**What the task asks:** Identify every line in the material that contains the word "determine" and copy each of those lines in full.

**Dataset:**
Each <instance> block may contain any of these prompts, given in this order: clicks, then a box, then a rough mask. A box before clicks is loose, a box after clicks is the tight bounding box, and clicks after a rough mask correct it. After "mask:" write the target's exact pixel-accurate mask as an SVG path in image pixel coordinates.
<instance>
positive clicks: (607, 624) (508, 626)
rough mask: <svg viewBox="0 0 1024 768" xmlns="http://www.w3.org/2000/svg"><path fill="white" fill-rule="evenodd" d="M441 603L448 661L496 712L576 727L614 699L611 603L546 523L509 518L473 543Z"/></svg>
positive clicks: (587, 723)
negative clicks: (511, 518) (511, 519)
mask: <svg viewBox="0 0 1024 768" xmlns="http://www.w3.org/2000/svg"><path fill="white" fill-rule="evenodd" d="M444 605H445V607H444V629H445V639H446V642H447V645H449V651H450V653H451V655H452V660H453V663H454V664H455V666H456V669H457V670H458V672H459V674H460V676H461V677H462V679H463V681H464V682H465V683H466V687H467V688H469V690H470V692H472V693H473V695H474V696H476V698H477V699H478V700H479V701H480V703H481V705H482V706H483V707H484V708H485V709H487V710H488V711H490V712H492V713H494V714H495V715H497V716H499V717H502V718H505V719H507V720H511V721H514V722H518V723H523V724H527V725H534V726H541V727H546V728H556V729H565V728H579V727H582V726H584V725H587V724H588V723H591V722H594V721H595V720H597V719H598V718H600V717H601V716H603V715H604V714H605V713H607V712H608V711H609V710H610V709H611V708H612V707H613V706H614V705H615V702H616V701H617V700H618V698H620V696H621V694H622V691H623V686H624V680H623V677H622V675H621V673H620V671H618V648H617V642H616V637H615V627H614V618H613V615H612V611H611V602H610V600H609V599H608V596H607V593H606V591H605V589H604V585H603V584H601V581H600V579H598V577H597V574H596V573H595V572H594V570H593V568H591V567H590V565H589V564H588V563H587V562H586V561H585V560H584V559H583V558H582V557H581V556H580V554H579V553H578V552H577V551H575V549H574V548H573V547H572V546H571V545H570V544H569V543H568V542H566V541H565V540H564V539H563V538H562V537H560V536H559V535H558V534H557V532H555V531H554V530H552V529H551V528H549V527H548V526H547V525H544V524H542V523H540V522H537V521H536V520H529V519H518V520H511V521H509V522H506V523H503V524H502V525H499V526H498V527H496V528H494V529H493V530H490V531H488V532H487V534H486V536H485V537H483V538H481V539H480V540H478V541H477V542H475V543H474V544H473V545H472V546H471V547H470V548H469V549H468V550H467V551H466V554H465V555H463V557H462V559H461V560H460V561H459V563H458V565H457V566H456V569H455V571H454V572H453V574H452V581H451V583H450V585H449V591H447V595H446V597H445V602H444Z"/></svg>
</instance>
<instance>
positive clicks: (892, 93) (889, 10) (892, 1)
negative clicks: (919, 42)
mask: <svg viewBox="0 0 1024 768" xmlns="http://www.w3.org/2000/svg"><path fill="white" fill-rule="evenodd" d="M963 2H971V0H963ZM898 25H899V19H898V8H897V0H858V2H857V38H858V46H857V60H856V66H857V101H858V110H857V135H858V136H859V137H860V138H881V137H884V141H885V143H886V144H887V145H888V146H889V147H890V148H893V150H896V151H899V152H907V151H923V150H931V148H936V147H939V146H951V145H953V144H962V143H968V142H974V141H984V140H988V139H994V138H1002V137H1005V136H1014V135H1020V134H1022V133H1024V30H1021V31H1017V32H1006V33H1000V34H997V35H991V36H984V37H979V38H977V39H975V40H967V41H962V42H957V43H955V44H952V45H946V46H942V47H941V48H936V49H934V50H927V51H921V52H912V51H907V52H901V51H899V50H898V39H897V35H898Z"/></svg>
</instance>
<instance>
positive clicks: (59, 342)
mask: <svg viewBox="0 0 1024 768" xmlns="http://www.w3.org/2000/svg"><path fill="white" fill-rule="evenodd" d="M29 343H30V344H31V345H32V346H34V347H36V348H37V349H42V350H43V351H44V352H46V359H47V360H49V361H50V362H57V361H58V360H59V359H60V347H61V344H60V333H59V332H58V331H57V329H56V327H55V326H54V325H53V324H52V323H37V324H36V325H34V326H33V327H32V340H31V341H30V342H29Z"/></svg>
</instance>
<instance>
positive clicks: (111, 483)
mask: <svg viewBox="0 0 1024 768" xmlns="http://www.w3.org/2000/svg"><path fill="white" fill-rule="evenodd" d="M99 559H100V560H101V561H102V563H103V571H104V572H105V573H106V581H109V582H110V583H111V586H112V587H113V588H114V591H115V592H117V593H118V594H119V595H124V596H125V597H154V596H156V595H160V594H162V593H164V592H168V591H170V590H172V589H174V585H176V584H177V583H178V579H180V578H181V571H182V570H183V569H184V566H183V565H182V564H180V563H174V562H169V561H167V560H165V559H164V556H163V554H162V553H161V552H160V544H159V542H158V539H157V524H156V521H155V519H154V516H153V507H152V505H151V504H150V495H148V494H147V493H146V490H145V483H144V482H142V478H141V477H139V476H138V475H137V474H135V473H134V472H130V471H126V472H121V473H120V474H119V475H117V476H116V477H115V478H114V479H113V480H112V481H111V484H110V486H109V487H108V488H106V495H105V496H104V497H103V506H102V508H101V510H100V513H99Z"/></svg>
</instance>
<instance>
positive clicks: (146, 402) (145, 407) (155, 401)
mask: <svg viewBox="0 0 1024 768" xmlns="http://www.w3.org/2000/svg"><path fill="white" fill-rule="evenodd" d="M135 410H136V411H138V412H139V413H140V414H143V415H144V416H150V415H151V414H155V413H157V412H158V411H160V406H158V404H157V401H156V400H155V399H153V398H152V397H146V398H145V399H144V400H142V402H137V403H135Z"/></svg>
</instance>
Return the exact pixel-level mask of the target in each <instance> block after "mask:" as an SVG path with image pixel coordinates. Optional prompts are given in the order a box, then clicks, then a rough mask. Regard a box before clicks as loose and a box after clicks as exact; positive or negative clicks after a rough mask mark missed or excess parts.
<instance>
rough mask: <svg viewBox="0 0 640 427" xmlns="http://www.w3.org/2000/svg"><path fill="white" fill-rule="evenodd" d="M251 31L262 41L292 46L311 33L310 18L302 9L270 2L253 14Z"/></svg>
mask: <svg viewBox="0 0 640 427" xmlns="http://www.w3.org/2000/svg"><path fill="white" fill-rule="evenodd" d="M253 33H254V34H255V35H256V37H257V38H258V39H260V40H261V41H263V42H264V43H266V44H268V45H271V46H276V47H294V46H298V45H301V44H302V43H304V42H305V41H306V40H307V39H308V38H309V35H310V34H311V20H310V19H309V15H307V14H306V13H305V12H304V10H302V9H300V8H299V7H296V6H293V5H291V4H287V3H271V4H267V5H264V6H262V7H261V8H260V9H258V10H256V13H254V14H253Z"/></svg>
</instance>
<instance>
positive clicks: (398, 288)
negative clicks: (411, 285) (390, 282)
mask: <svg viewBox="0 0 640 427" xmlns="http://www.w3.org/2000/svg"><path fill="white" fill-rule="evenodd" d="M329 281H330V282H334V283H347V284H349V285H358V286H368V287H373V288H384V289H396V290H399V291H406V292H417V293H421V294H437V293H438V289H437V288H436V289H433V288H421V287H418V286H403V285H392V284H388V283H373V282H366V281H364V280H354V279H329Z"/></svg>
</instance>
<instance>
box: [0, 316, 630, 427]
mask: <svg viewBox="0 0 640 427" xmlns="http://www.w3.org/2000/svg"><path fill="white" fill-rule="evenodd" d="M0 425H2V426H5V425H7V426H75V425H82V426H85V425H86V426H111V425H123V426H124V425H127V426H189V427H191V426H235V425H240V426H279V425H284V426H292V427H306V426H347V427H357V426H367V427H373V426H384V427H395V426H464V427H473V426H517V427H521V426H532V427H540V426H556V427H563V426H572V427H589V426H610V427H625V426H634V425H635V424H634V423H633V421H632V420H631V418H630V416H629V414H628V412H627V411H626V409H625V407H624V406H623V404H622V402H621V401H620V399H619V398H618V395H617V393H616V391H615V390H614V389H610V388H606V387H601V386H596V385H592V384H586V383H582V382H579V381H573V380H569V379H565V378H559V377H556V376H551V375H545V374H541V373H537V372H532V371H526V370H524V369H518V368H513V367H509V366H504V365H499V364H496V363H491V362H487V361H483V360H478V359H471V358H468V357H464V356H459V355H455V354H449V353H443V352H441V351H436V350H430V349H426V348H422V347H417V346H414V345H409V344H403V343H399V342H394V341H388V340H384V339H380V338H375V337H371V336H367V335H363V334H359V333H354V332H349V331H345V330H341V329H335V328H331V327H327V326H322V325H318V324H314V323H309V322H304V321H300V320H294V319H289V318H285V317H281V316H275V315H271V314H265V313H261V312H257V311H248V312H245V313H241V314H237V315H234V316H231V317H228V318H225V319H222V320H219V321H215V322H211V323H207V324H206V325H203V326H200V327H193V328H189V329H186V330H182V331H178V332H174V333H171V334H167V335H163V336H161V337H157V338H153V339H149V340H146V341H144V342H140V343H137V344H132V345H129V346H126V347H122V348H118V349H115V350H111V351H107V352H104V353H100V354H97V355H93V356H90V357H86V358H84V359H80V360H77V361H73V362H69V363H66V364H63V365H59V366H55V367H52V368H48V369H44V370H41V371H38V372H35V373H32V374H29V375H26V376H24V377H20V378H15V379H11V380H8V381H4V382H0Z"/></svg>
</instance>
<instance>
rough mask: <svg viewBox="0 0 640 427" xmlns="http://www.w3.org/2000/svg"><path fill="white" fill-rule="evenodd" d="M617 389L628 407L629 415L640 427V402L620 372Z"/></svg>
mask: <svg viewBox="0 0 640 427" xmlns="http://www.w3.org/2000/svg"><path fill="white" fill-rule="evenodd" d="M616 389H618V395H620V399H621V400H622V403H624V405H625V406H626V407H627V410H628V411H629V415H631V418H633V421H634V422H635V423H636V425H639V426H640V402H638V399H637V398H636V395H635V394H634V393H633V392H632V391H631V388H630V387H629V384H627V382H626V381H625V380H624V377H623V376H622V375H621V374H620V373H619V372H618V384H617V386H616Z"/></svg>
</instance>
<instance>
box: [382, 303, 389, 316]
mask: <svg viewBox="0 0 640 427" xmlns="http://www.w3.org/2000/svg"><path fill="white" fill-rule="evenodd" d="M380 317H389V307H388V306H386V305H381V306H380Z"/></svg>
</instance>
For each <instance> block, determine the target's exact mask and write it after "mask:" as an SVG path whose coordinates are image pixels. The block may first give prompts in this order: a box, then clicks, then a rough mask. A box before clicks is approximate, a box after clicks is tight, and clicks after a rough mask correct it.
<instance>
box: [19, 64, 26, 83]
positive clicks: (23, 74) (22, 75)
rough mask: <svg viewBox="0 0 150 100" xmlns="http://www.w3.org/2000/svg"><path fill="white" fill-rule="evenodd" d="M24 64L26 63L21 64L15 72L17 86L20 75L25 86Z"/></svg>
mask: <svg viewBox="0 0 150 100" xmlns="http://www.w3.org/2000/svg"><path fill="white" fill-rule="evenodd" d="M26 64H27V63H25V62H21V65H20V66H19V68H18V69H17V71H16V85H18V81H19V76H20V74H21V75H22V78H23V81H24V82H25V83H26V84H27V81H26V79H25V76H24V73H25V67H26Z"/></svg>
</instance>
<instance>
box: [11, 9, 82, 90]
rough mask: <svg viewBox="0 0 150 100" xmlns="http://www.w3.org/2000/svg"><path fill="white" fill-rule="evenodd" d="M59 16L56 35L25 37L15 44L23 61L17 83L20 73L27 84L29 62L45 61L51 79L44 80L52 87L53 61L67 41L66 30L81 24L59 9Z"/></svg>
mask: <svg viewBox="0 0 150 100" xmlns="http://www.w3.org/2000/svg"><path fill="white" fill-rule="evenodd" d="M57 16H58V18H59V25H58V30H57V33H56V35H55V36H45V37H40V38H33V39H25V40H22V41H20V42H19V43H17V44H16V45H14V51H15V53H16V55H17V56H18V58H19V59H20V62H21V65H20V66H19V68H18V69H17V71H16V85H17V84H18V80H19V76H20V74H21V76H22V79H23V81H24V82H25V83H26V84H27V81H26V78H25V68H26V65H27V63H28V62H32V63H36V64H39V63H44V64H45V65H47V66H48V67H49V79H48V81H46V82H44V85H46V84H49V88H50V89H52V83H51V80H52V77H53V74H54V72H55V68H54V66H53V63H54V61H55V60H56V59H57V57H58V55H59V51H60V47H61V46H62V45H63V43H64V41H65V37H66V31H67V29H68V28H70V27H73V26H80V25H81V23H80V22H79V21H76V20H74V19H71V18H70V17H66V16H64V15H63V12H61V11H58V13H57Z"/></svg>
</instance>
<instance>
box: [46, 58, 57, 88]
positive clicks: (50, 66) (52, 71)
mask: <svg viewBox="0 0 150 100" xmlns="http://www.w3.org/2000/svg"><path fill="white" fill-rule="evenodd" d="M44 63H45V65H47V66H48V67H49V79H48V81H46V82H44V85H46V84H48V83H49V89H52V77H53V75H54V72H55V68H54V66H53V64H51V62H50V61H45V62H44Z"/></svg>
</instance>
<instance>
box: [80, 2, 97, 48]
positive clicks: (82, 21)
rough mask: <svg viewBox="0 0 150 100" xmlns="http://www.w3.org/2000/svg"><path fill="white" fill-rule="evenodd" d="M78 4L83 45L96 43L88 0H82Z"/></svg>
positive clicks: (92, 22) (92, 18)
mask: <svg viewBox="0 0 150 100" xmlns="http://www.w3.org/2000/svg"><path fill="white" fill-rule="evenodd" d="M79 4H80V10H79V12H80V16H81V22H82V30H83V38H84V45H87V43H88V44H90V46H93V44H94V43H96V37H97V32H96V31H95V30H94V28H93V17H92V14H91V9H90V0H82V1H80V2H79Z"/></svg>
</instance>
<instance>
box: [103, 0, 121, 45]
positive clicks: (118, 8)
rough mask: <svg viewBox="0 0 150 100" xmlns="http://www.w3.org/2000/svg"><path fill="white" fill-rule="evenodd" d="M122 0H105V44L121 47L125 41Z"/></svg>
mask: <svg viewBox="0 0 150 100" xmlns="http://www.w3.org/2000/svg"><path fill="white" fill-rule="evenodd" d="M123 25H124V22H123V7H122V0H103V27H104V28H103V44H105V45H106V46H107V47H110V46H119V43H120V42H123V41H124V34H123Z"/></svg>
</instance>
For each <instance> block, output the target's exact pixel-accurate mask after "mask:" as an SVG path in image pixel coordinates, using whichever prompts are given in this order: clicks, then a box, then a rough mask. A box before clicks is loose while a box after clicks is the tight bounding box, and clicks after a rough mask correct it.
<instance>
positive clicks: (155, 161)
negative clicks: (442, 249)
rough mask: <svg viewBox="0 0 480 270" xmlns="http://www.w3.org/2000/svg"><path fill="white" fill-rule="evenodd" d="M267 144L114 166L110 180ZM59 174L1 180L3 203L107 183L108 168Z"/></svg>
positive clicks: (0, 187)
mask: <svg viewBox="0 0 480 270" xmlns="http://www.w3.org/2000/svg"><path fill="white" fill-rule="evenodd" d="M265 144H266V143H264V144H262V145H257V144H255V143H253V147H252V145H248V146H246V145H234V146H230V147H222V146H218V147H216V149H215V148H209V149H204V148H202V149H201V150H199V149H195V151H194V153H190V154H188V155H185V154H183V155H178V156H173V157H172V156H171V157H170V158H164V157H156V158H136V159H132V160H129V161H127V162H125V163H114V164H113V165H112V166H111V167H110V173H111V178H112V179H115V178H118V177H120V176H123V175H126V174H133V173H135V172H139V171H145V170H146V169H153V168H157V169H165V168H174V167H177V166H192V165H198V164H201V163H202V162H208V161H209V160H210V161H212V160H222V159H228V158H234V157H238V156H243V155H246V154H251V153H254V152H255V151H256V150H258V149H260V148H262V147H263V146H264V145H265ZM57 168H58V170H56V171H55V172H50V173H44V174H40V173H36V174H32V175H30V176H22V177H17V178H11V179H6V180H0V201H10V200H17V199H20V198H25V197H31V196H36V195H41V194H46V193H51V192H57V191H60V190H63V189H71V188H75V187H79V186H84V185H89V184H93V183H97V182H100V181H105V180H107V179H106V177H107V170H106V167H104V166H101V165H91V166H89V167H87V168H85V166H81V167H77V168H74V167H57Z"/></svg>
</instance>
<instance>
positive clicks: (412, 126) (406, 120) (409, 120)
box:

**Answer section:**
For each <instance> block, determine the target's exact mask and write it after "mask:" as an SVG path whose coordinates are image pixels. The block may first give prompts in this order: a box, then clicks, then a rough mask. A box before clicks is approximate, a box after clicks is tight, and clicks after a rough mask correct it.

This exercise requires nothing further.